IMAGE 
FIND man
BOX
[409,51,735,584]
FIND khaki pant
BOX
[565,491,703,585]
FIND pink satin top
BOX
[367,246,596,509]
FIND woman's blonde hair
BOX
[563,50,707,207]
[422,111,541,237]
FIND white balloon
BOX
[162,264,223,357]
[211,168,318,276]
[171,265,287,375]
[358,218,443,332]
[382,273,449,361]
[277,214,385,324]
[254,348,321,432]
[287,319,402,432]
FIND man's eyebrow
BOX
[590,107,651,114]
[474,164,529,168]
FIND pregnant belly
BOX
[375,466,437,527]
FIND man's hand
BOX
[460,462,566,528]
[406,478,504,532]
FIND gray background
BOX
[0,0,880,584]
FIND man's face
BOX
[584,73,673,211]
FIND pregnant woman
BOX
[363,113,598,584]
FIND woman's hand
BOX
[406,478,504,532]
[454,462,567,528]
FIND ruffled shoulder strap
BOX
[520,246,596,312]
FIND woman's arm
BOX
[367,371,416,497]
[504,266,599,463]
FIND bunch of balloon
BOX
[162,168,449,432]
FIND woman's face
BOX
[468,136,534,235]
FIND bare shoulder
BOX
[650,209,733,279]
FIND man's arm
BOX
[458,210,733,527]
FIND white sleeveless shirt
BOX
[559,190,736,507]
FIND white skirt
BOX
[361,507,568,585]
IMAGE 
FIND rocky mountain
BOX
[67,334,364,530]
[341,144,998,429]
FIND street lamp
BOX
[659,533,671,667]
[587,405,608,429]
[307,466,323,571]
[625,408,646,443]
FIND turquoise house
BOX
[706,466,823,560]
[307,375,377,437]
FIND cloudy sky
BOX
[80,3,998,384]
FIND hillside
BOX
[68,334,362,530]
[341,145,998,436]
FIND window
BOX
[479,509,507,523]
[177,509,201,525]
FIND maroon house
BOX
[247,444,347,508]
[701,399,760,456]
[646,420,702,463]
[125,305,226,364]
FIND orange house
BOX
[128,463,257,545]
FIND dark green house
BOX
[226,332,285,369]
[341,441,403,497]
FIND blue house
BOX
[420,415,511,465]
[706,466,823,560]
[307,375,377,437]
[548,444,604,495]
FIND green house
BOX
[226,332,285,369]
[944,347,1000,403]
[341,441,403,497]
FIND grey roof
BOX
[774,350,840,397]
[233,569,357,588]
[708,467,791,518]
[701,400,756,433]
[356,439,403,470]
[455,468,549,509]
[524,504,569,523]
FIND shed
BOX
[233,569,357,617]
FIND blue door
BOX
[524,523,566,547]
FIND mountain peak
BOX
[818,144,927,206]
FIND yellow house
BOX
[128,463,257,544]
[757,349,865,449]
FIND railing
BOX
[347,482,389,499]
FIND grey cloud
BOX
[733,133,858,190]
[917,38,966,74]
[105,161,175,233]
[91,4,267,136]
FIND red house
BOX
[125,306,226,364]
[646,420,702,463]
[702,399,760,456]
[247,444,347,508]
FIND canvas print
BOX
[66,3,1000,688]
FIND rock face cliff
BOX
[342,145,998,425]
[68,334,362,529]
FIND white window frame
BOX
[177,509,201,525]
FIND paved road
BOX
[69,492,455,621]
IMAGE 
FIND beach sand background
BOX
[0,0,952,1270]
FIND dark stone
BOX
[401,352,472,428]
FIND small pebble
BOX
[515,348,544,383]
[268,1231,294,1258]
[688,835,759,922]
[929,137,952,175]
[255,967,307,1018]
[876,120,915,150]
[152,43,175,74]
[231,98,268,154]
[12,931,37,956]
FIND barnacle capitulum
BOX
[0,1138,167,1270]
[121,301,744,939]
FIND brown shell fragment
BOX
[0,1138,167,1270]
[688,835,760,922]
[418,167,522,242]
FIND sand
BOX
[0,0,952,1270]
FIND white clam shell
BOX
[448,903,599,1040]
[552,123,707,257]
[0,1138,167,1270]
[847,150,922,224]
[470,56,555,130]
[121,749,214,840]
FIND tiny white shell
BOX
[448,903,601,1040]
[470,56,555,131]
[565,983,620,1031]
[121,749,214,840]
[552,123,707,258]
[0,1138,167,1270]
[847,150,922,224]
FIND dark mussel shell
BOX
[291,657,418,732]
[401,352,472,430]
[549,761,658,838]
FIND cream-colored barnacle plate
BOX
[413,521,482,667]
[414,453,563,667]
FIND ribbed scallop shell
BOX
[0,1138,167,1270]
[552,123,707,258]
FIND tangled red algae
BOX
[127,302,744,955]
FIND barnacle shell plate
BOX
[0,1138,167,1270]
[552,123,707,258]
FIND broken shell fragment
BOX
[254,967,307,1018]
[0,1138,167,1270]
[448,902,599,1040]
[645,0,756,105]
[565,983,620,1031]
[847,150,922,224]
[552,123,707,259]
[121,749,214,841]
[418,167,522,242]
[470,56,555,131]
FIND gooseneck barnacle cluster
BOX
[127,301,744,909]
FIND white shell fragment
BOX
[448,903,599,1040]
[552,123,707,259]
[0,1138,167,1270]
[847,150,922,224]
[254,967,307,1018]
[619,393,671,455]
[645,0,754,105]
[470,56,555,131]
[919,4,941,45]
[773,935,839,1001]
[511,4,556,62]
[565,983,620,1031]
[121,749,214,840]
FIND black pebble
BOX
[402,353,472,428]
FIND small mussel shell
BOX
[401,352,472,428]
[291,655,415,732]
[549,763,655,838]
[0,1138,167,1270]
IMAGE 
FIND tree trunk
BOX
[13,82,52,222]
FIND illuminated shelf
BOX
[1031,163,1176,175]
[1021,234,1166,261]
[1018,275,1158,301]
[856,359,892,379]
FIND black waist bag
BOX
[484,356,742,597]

###

Rewrite everything in the material from the line containing "FIND man's hand" down to the line containing "[121,301,744,939]", keeping every line in that span. Adjust each bounding-box coordinate by -51.

## [RESULT FOR THIS EXERCISE]
FIND man's hand
BOX
[409,411,515,477]
[355,427,453,481]
FIND gray background
BOX
[-51,-51,829,533]
FIND man's face
BOX
[533,22,622,160]
FIND pregnant woman
BOX
[312,62,547,533]
FIND woman's hand
BOX
[355,427,453,481]
[403,411,516,477]
FIND ruffled shoulder strap
BOX
[469,195,545,261]
FIND woman's arm
BOX
[316,320,365,446]
[453,215,548,412]
FIND bunch of balloon
BOX
[111,117,398,381]
FIND woman's face
BOX
[417,85,483,184]
FIND bare shoulder
BOX
[599,158,682,228]
FIND man's arm
BOX
[407,159,682,476]
FIND white sleeveless shirt
BOX
[508,139,685,456]
FIND white skirt
BOX
[310,456,517,534]
IMAGE 
FIND rocky mountain
BOX
[16,283,313,479]
[290,93,947,378]
FIND street lamp
BOX
[608,482,620,616]
[536,354,557,378]
[256,415,272,520]
[574,357,595,392]
FIND turquoise house
BOX
[655,415,772,509]
[256,324,326,386]
FIND cloudy sky
BOX
[29,-48,947,333]
FIND hillside
BOX
[17,283,311,479]
[290,94,947,385]
FIND window
BOX
[428,458,456,472]
[126,458,150,474]
FIND maroon house
BOX
[196,393,296,457]
[650,348,709,405]
[595,369,651,412]
[74,254,175,313]
FIND orange house
BOX
[77,412,206,494]
FIND dark green house
BOX
[175,281,234,318]
[290,390,352,446]
FIND blue house
BOX
[369,364,460,414]
[655,415,772,509]
[256,324,326,386]
[497,393,553,444]
FIND green house
BOX
[175,281,234,318]
[893,296,949,352]
[290,390,352,446]
FIND grey roof
BOX
[723,299,789,346]
[182,518,306,537]
[657,416,740,467]
[650,349,705,382]
[305,388,352,419]
[404,417,498,458]
[473,453,518,472]
FIND shed
BOX
[182,518,306,566]
FIND blue door
BOX
[473,472,515,496]
FIND mountain peak
BOX
[767,93,876,155]
FIND yellow house
BOX
[77,412,206,493]
[706,298,814,398]
FIND railing
BOX
[296,431,338,448]
FIND grey cloud
BOX
[682,82,807,139]
[866,-13,915,23]
[54,110,124,182]
[40,-47,216,85]
FIND red house
BOX
[74,255,175,313]
[595,369,651,412]
[651,348,709,405]
[196,393,296,457]
FIND canvas print
BOX
[15,-48,949,637]
FIND rock face cliff
BOX
[291,94,947,374]
[17,283,311,478]
FIND white window frame
BOX
[126,458,150,474]
FIND paved road
BOX
[18,441,404,570]
IMAGE 
FIND beach sand background
BOX
[-51,-51,901,1219]
FIND dark stone
BOX
[350,301,421,377]
FIND small pebble
BOX
[464,297,493,332]
[217,1180,243,1207]
[637,784,708,871]
[878,86,901,124]
[204,916,256,967]
[825,69,864,99]
[101,-8,124,23]
[180,47,217,103]
[-39,880,-14,905]
FIND barnacle capitulum
BOX
[-51,1087,116,1219]
[70,250,693,888]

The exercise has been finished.